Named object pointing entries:
====
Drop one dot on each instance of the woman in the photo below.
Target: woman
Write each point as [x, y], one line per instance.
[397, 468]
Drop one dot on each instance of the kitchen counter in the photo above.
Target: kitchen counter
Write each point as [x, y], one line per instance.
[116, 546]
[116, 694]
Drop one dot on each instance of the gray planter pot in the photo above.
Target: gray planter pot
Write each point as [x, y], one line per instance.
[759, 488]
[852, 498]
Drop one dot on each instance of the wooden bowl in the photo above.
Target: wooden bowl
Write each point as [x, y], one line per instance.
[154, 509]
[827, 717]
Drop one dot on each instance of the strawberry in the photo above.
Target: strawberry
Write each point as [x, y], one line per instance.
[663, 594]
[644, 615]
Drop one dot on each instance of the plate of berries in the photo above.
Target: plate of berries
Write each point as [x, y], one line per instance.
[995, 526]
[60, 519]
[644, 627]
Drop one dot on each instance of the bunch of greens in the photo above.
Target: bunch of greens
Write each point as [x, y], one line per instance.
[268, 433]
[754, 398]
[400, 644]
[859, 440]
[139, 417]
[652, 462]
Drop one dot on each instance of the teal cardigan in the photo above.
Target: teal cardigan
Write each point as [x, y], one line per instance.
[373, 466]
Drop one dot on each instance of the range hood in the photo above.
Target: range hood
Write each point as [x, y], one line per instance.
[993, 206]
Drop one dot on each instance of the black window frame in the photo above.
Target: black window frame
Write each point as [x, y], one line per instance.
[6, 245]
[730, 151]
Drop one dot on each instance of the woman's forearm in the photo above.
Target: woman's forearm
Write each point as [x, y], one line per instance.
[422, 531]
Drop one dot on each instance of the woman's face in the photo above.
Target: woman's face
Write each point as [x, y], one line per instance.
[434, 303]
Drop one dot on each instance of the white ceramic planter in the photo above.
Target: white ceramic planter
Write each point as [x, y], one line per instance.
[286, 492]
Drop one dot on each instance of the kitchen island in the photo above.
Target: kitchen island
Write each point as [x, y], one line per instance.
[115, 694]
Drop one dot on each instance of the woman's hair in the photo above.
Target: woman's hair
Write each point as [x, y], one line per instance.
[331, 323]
====
* [Description of the task] Can you write out again the part of the records that opens with the line containing "Drop one dot on each instance of the bunch" and runs through the end of the records, requests included, with every coordinate in the answers raised by 30?

* [Result of the exercise]
Drop one dot on each instance of the bunch of greens in the photo above.
Target: bunch of greens
Write each point as [x, y], one line per instance.
[298, 463]
[784, 428]
[430, 674]
[889, 470]
[169, 447]
[682, 492]
Drop one dot on each instance of the teal cardigan in the photo above.
Target: teal cardigan
Write each point as [x, y], one line per instance.
[403, 496]
Drop one dot on each instance of the range hood in the photo above.
Target: range hood
Write each point as [x, y], one line per instance.
[1023, 236]
Drop one dot on each instance of the black window frame in the photo above.
Target: black window frame
Write each point as [x, y], one line per instance.
[36, 275]
[760, 181]
Drop one dot on each instance of the woman's forearm in the photo above.
Target: woman's forearm
Write each point as [x, y], one line per instance.
[452, 561]
Drop one dot on each instance of the woman's face in the photo above.
Target: woman's face
Write each point as [x, y], one line per instance.
[464, 333]
Drop one dot on each instance of the white ceramic planter in the photo above.
Target: white ceramic planter
Write each point as [x, y], one line per instance.
[316, 522]
Drop one dot on each instance of the kitchen island in the photo above.
Target: kitchen island
Write each point as [x, y], one line per instance.
[145, 724]
Drop one dot on each instance of the woman's hair in the photo above.
Target: woman's hair
Write each point as [x, y], one line per instance.
[361, 353]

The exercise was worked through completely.